### PASSAGE SHOWN
New Westminster school trustees are looking into ways they can meet in person but still allow parents to participate remotely.
A discussion around a return to in-person school board meetings hit the agenda at the final School District 40 board meeting of 2022, held via Zoom on Tuesday night (Dec. 13).
The board first adopted an all-virtual schedule with the onset of the COVID-19 pandemic, with all board and committee meetings being held virtually for two years. This past April, the board decided — after much debate — to switch to a hybrid schedule for the 2022/23 school year, with education committee meetings taking place in person but both operations committee and full board meetings being held online.
Trustee Dee Beattie brought forward a motion to Tuesday's meeting suggesting the board return to meeting in-person for either the operations committee or full board meetings, or both.
"In-person meetings are better for building understanding of issues, better communication, better focus and better participation," she said in a background report to trustees. "When interpreting information, non-verbal cues are a big part of any conversation. Complex strategic conversations need full attention, and through face-to-face discussions we are able to debate creatively to fully understand the issue."
The motion came on the heels of a contentious board meeting on Nov. 22, when parents attending the meeting online voiced strong opposition to a plan to relocate child-care centres from École Qayqayt Elementary School and Fraser River Middle School — and strong criticism for the board's handling of the issue.
Parents who attended Tuesday's meeting pushed back hard against the idea of losing virtual participation options.
######
### SUPPLIED ENTRIES
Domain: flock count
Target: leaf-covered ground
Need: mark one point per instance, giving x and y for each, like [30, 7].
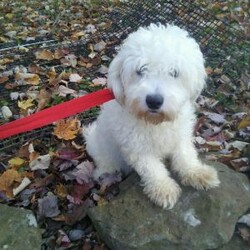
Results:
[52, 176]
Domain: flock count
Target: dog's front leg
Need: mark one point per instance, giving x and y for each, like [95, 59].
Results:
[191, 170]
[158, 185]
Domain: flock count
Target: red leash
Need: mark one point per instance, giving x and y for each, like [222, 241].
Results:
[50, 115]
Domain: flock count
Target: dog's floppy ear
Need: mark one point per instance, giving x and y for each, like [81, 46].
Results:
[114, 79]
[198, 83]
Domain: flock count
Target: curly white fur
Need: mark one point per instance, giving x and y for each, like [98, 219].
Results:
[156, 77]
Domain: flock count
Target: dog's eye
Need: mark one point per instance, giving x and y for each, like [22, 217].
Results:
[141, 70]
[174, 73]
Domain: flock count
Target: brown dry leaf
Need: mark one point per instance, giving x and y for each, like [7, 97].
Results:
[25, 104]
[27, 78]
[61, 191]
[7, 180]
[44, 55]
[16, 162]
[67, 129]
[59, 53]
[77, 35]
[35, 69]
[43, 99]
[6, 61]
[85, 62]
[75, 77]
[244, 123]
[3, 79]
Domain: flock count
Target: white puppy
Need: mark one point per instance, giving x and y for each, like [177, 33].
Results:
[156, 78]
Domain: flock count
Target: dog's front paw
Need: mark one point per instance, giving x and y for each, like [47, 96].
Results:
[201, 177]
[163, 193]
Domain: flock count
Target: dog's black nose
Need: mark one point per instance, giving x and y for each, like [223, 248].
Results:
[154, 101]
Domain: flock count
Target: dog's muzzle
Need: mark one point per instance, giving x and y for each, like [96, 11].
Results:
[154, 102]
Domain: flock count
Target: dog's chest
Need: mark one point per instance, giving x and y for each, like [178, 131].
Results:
######
- **TO DO**:
1 - According to the school board article, which two types of meetings were being held online under the hybrid schedule for the 2022/23 school year?
2 - Continue the school board article from its last sentence.
The items are not needed for what comes next.

- **OUTPUTS FOR THE TASKS**:
1 - Operations committee meetings and full board meetings.

2 -
Laura Kwong with the district parent advisory council (DPAC) said the idea of returning to in-person-only meetings was troubling, given that the pandemic had showed remote meetings had significantly lowered barriers to participation by parents.
She suggested offering some form of hybrid model — an idea echoed by Doug Herasymuik of the F.W. Howay Elementary School PAC, who reiterated that having virtual options has made it far more possible for parents to take part in meetings.
“I think the biggest lesson is we shouldn’t be seeking to increase barriers to participation," he said.
Parent James Plett pointed out virtual meeting options that made sense because of the COVID-19 pandemic still continue to make sense.
"We have soaring rates of RSV, cold, flu — I cannot absolutely see the reasoning to going in-person only," he said.
"I also think that given the heat the board has caught in recent months with what has been universally described as a daycare crisis, moving to in-person only would make it look like this board is attempting to hide from public scrutiny rather than engage, collaborate and consult with the public."
Trustees noted advantages to meeting in person, particularly for the new members of the board, but agreed they didn't want to lose out on public engagement.
“As a new trustee, I find that I retain information better in person and I’m able to focus more and engage in more of a meaningful dialogue," trustee Elliott Slinn said. "But I don’t want that at the sacrifice of engagement from stakeholders and community members.”
The idea of hybrid meetings — where trustees could meet in person, with a livestream or other virtual option that would allow some form of remote public participation — found general agreement from the board.
But, after some discussion of what exactly that virtual option would look like and how district technology could accommodate a hybrid format, trustees agreed to table the proposal until January's board meeting.
District staff will bring back a report for the Jan. 31 meeting, which will be held virtually, to provide options for hybrid meetings moving forward in 2023.